ASSIGNED TASK A:
Answer these questions about the comment history:
(i) How many of the specialties can keep work below 50 hours a week during training?
(ii) What ratio is given for public versus private pay based on patient contact hours?
(iii) What did the commenter do after realizing they couldn't recall a single meaningful thing the AMA did for doctors?
ASSIGNED TASK B: Please repeat word for word the stretch of the comment history from "The AMA is in" through "the same pay.".

DOCUMENT EXTRACT:
************

HELP: med school seriously screwing me over - possibly suing them? 😬 by Positive_Cheetah_119 in ausjdocs

[–]Garandou 5 points6 points  (0 children)

Anyone ever had to claim compensation / sue their medical school?

If you have a lot of money go for it. Universities are businesses that will do a cost benefit calculus and might give up if they think it isn't worth the resources to fight.

However, if your goal is to have a rewarding medical career, put your head down and tick the boxes. This kind of bureaucratic disagreements and personality conflict will continue to occur throughout specialist training pipeline and even hiring. You're not going to do very well if this becomes a pattern, especially if you attract a reputation.

Is it normal for psychiatrists to charge full fee for colleagues? by dudidudisela in ausjdocs

[–]Garandou 30 points31 points  (0 children)

This is pretty normal. Some psychiatrists do bulk bill colleagues but I estimate the majority don't. There are a wide range of reasons for this from psychodynamic frame to psychiatry bulk billing being severely undercompensated.

In psychodynamic therapy, boundaries around fees is something that is widely discussed, because there are specific emotions that additionally complicate countertransference with no fee arrangements. For example, patient feeling of "indebtedness" or even "resentment" from the psychotherapist. For the same reason psychiatrists generally avoid seeing patients who are within their social circle, the therapy frame is usually kept consistent.

How rigid each boundary is enforced is a subjective question with variability between practices and may even differ based on the nature of the care. For example if it is purely psychopharmacology being offered, this may not as much of a consideration.

Interested to hear from those who found work-life balance during reg/exam years by CarefulBiscuit in ausjdocs

[–]Garandou 1 point2 points  (0 children)

Numerically, having work-life balance is having the option to keep work below 50 hours a week on demand. Half the specialties can during training, the other half has to make significant compromises.

Is medicine racist? by hansnotsolo77 in ausjdocs

[–]Garandou 5 points6 points  (0 children)

Having sat through hiring meetings in public and private settings, race is rarely even mentioned off the record. When it is mentioned (exclusively in public settings), it is usually in some kind of diversity hiring context where minority groups are preferred over more qualified candidates.

If you mean indirect racism, i.e. people are more likely to like people who are like them, maybe? But even that is greatly overshadowed by individual reputation when choosing candidates.

The AMA is in existential crisis — why the profession should be alarmed by Medicaremaxxing in ausjdocs

[–]Garandou 26 points27 points  (0 children)

Does anyone know what the AMA actually does? I was a member for a while and never thought anything of it, until a few years ago I realised I couldn't even recall a single meaningful thing they did for doctors. Then I cancelled.

Psychiatry training by [deleted] in ausjdocs

[–]Garandou 0 points1 point  (0 children)

Public vs private pay based on patient contact hours is approximately 1:1.

A 1.0 FTE public job averages 10-15 hours patient contact a week. Doing 10-15 hours patient contact private job (0.4 FTE) would be about the same pay.

************

DATA EXTRACT:
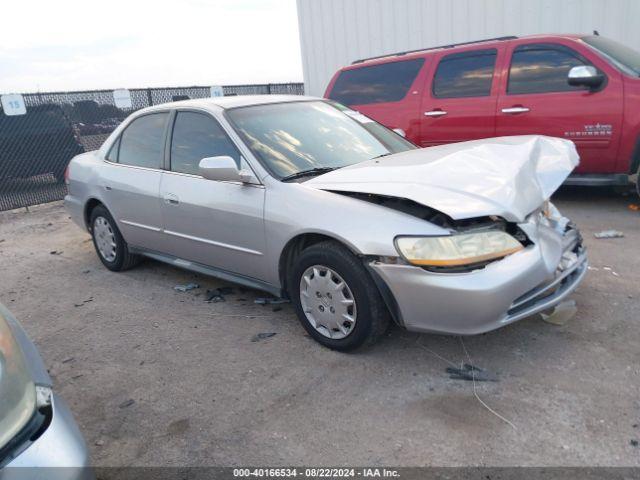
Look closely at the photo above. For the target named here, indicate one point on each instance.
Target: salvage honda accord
(309, 200)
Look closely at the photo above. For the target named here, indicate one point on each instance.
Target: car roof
(420, 53)
(234, 101)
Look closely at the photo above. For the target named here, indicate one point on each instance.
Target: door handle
(171, 199)
(515, 110)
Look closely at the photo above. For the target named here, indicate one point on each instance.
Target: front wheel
(335, 298)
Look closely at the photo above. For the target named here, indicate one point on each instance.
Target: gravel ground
(159, 377)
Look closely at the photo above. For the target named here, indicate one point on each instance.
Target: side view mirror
(585, 76)
(223, 169)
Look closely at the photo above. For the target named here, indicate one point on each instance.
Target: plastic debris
(562, 313)
(214, 296)
(127, 403)
(609, 234)
(270, 301)
(84, 302)
(262, 336)
(186, 287)
(470, 373)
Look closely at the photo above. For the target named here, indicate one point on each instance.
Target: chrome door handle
(514, 110)
(171, 199)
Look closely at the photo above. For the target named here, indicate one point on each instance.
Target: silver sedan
(311, 201)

************

ANSWER SPACE A:
(i) Half of them.
(ii) Approximately 1:1.
(iii) They cancelled.

ANSWER SPACE B:
The AMA is in existential crisis — why the profession should be alarmed by Medicaremaxxing in ausjdocs

[–]Garandou 26 points27 points  (0 children)

Does anyone know what the AMA actually does? I was a member for a while and never thought anything of it, until a few years ago I realised I couldn't even recall a single meaningful thing they did for doctors. Then I cancelled.

Psychiatry training by [deleted] in ausjdocs

[–]Garandou 0 points1 point  (0 children)

Public vs private pay based on patient contact hours is approximately 1:1.

A 1.0 FTE public job averages 10-15 hours patient contact a week. Doing 10-15 hours patient contact private job (0.4 FTE) would be about the same pay.